[Point-based annotation data]
○ ○ ○ ○ ○ ○ ○

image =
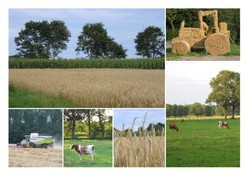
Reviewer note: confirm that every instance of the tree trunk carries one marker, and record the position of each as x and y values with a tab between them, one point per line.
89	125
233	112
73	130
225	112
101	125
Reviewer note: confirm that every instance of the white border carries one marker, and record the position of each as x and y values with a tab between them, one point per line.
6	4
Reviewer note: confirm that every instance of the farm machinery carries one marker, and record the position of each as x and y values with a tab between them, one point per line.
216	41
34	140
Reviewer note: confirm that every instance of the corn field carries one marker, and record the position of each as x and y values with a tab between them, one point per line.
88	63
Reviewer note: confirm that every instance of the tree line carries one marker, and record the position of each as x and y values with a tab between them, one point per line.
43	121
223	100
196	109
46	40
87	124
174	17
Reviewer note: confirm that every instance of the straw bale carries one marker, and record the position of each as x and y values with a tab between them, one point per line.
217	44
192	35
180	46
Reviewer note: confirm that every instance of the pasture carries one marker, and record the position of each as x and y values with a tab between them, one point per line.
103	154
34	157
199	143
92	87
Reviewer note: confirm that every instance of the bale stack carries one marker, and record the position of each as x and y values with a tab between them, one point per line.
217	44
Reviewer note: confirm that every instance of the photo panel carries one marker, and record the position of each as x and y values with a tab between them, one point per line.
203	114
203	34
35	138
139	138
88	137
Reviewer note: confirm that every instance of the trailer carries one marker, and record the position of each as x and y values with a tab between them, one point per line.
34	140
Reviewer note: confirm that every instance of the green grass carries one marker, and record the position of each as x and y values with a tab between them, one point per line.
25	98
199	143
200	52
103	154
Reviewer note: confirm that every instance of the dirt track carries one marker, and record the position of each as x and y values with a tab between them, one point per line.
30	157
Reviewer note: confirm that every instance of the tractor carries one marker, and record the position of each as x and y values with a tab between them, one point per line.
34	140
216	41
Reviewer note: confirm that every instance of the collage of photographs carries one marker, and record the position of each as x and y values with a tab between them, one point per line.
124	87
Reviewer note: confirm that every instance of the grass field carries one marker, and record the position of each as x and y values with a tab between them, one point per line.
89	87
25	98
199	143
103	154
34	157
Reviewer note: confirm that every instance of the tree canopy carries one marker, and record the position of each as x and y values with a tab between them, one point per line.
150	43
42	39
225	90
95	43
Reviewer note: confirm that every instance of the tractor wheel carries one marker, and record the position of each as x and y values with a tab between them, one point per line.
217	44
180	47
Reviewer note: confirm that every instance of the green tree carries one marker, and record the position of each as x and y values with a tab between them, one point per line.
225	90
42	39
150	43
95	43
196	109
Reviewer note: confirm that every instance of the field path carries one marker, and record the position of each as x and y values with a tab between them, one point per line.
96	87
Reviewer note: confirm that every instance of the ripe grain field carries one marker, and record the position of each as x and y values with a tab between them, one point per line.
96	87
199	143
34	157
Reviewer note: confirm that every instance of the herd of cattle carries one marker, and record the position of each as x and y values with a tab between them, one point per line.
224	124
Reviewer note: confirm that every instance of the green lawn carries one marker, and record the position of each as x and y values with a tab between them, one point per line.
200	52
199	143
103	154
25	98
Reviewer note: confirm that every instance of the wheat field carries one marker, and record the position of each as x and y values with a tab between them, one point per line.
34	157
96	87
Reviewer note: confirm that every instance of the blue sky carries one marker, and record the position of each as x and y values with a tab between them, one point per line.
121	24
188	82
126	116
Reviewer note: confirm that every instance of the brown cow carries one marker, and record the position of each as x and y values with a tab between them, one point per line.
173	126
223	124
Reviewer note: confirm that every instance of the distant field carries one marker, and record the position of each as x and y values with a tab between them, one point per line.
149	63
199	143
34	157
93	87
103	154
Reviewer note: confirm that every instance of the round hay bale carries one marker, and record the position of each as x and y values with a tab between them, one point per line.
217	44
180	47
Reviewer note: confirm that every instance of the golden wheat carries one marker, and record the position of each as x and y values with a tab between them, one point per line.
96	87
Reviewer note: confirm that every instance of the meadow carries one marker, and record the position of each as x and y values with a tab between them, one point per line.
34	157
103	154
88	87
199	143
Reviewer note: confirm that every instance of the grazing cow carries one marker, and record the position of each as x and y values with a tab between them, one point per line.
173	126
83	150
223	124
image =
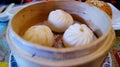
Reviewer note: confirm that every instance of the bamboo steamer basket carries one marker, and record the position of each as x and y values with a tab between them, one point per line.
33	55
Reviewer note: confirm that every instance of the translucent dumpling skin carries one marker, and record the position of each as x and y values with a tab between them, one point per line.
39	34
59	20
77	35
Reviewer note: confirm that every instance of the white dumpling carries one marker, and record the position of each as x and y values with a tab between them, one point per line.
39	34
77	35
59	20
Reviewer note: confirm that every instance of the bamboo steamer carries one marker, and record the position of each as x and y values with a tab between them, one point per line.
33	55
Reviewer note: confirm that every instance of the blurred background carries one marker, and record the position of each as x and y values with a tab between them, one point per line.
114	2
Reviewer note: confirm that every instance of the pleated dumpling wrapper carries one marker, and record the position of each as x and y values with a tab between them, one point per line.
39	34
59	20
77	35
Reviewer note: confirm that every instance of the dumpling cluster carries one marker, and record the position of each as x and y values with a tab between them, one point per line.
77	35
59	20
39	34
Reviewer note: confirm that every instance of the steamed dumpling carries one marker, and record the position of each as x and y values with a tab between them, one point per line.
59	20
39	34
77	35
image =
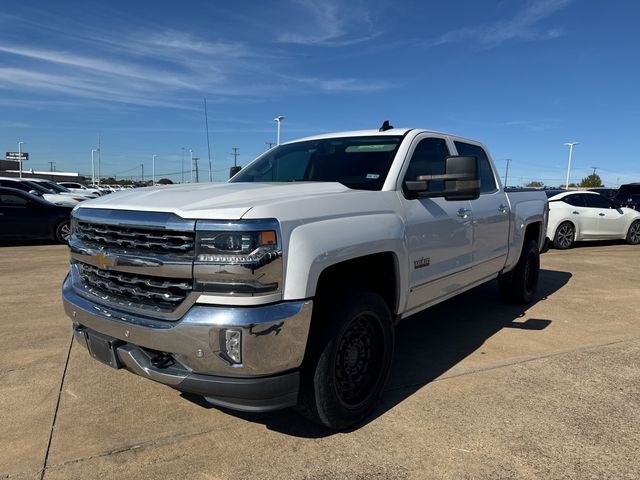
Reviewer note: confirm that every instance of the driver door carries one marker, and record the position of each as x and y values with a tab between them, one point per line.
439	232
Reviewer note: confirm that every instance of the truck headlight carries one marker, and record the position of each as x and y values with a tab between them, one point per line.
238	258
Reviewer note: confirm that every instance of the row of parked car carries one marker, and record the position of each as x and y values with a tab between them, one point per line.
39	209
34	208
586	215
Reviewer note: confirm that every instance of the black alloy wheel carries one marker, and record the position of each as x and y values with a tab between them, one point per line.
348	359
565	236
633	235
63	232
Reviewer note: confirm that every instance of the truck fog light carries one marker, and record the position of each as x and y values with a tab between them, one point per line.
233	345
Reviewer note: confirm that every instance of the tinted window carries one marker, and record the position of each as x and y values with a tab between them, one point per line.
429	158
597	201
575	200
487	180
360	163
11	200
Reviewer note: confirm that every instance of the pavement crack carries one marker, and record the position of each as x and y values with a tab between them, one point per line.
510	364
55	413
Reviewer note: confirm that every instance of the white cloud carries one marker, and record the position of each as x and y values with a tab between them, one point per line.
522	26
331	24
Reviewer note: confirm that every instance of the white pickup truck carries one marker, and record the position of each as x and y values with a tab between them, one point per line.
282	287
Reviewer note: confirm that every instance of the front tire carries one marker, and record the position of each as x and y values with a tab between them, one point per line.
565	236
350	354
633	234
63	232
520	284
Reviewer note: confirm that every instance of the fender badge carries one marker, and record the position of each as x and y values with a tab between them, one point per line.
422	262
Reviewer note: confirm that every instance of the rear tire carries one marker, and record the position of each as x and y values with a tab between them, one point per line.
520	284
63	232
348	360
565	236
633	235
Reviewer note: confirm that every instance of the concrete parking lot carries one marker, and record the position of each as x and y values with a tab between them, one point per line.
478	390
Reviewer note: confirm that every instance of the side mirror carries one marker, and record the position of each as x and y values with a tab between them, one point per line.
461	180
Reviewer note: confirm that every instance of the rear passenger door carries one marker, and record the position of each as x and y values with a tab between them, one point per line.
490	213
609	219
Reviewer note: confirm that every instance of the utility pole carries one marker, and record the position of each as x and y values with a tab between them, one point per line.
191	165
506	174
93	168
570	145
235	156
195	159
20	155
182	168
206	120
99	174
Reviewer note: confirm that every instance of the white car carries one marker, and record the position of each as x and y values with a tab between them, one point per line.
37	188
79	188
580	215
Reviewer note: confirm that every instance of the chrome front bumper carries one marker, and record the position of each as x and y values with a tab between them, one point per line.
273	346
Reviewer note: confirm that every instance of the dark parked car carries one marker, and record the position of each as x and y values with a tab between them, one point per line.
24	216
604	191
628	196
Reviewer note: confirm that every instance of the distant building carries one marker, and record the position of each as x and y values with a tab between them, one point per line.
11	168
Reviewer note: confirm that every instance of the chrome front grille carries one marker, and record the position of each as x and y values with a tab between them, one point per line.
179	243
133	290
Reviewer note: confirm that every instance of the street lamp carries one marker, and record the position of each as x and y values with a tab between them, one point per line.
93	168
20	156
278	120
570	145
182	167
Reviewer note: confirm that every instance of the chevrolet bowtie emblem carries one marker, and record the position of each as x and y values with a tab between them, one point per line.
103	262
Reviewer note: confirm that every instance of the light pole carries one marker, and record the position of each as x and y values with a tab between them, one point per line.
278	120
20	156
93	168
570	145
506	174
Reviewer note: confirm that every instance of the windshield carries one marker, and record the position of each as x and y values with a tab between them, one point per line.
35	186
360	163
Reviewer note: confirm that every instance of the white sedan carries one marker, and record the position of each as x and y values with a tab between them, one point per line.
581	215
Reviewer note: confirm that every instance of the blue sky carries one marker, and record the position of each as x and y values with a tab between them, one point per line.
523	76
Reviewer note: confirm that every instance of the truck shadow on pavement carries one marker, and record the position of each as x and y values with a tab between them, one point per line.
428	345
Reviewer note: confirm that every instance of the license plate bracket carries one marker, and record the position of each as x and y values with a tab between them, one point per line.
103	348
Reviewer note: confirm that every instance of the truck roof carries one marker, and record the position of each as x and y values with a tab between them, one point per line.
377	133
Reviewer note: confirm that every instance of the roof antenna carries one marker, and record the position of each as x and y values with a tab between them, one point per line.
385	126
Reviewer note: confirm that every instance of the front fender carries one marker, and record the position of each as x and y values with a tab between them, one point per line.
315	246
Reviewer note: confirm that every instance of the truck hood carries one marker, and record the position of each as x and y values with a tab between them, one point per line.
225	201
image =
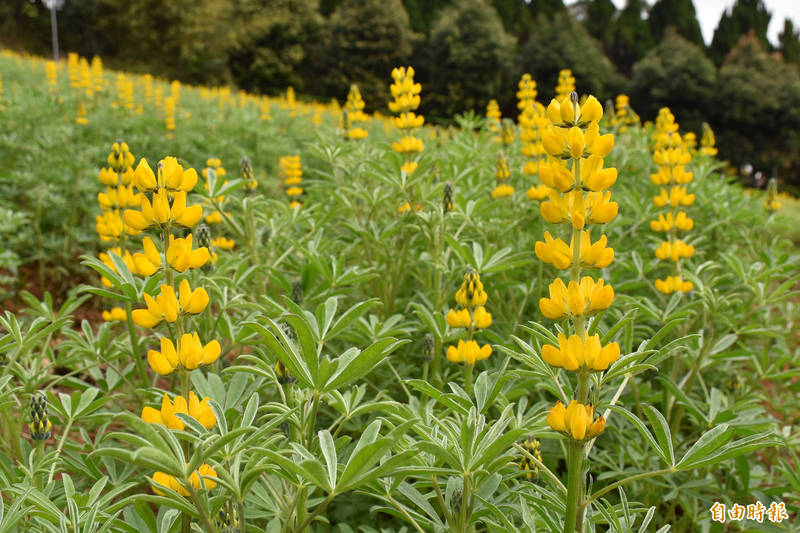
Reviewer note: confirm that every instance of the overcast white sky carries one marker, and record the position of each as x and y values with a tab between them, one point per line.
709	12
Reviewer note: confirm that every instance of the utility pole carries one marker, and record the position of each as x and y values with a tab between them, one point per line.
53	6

○ ○ ○ ○ ○ ○ ○

### [STATED GOAL]
Emit the lines from the line containing "Reviewer note: confirm that every instance of the front fender" to the final line of the material, inclusive, exactly as written; pictures are excluded.

### [SOLUTION FOR THIS EXERCISE]
Reviewer note: confirm that every instance of the front fender carries one marker, and record the position of each as x and y values with a tab between them, one point per line.
315	246
Reviewer note: confirm that every instance of the truck hood carries one marker, and record the position of each as x and y values with a tab between them, one point per line.
225	201
image =
Reviewer note: confirm that every instance of the overcast white sky carries one marker, and record the position of each as x and y values with a tab between them, one point per line.
709	12
Reviewer note: confirm that every instance of the utility pole carries one marker, and record the position of each as x and y values with a tab between them, one point per line.
53	6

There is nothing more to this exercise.